Par contre, il n’était pas dans le vestiaire en fin de match, le Canadien ayant pris la décision de ne pas le rendre disponible aux membres des médias.

« Quand tu accordes un but sur la première présence du match encore… on a une équipe fragile, on a perdu un peu de confiance, a admis Martin St-Louis après le match. C’est pas mal ça qui résume la première période. Mais on s’est retrouvés un petit peu ensuite… »

Un peu plus tard, l’entraîneur du Canadien a expliqué que ce qui est arrivé, c’est « pas nécessairement la faute à Jake », mais il est difficile d’omettre qu’Allen affichait un taux d’arrêts de ,927 en début de soirée, et qu’au moment de quitter, ce taux avait chuté comme une mauvaise journée à la bourse, pour passer à ,910.

Jordan Harris, lui, a blâmé un mauvais départ dans son ensemble. « Même s’ils avaient joué la veille, a noté le défenseur au sujet des joueurs du Lightning. On sait le genre d’attaque qu’ils ont, si on avait pu les ralentir en partant pour bien amorcer le match… mais ils ont connu un bon départ. »

Mais peut-être que tout ça était à prévoir ? Après tout, le Canadien avait sans doute un peu trompé la réalité en ce début de saison, pour une foule de raisons, et en premier les gardiens. Surtout Allen lui-même, qui a souvent offert des performances inespérées. Ces bonnes soirées devant le filet ont permis de masquer pendant un bout les carences défensives de cette équipe. Évidemment que ça n’allait pas durer.

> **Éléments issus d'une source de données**
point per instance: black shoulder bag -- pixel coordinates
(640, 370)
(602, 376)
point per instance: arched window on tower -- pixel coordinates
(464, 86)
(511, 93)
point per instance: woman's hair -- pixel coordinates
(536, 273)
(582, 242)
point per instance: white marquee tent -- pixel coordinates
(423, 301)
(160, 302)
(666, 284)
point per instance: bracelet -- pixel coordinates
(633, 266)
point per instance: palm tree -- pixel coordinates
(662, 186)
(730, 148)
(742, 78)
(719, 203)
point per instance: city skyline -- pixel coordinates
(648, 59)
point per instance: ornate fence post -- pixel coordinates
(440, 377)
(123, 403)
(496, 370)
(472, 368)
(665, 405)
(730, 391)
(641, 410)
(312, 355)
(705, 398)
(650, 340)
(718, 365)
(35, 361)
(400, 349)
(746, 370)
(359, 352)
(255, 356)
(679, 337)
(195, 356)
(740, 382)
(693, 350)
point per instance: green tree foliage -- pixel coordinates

> **À faire**
a) Selon le texte sur le match du Canadien, quel taux d'arrêts Allen affichait-il en début de soirée ?
b) Prolongez le texte sur le match du Canadien à partir de l'endroit où il s'arrête.
Les lignes constituent un matériau à part, distinct du texte.

> **Problèmes résolus**
a) Il affichait un taux d'arrêts de ,927.

b)
David Savard absent, les autres ont dû camper des rôles différents, et Mike Matheson, entre autres, s’est trouvé à tenir un rôle sans doute trop exigeant pour son propre bien. Il a été sur la glace à quatre reprises samedi à St-Louis quand l’adversaire a marqué, et mardi soir, il a été sur la glace lors de quatre buts ennemis, encore.

Mike Matheson n’a pas été rendu disponible par le Canadien en fin de soirée, alors Martin St-Louis a dû parler à sa place.

« Il serait le premier à le dire, il ne joue pas selon ses standards présentement, a expliqué le pilote montréalais. Chaque joueur qui joue autant que lui va vivre quelque chose de similaire dans une saison. On sait ce qu’il peut amener à l’équipe, je sais qu’il cherche à nous amener ça aussi, à nous offrir du meilleur rendement, et on va continuer à l’aider, parce qu’on a besoin du joueur qu’il est capable d’être. Mais c’est difficile de faire ça pendant 82 matchs… »

Ce qui est difficile, aussi, c’est de gagner dans l’indiscipline, et à deux reprises mardi soir, quand le Canadien tentait de remonter la côte après avoir réduit l’écart à deux buts, il y a eu des mauvaises pénalités, dont celle à Arber Xhekaj. « J’ai pas aimé cette punition-là… on ne se donne pas de chance quand on écope de punitions comme ça », a résumé Martin St-Louis.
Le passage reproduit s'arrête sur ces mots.